### Directive
Reproduce the items below with "negative clicks" changed to "background clicks" everywhere it occurs and nothing else altered. Omit the pictures from your output.

### Source data
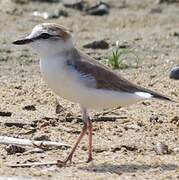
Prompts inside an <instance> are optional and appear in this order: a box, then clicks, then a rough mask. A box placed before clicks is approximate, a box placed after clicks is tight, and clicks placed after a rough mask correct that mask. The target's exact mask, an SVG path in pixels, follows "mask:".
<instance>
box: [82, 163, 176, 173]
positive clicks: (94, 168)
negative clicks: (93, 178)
mask: <svg viewBox="0 0 179 180" xmlns="http://www.w3.org/2000/svg"><path fill="white" fill-rule="evenodd" d="M178 168H179V166H177V165H175V164H160V165H150V164H141V165H138V164H121V165H114V164H108V163H103V164H98V165H93V164H91V165H89V166H87V167H79V169H80V170H85V171H90V172H98V173H106V172H108V173H115V174H122V173H135V172H137V171H142V172H143V171H148V170H156V169H160V170H161V171H172V170H176V169H178Z"/></svg>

### Solution to this problem
Prompts inside an <instance> are optional and appear in this order: a box, then clicks, then a rough mask. A box placed before clicks is approximate, a box placed after clicks is tight, and clicks placed after a rough mask correct that mask. The target's exact mask, an SVG path in pixels, follows "mask:".
<instance>
box: [82, 163, 176, 173]
positive clicks: (94, 168)
background clicks: (93, 178)
mask: <svg viewBox="0 0 179 180" xmlns="http://www.w3.org/2000/svg"><path fill="white" fill-rule="evenodd" d="M178 168H179V166H177V165H175V164H160V165H150V164H141V165H138V164H121V165H114V164H108V163H103V164H98V165H93V164H91V165H89V166H87V167H79V169H80V170H85V171H90V172H98V173H106V172H108V173H115V174H122V173H135V172H137V171H142V172H143V171H148V170H156V169H160V170H161V171H172V170H176V169H178Z"/></svg>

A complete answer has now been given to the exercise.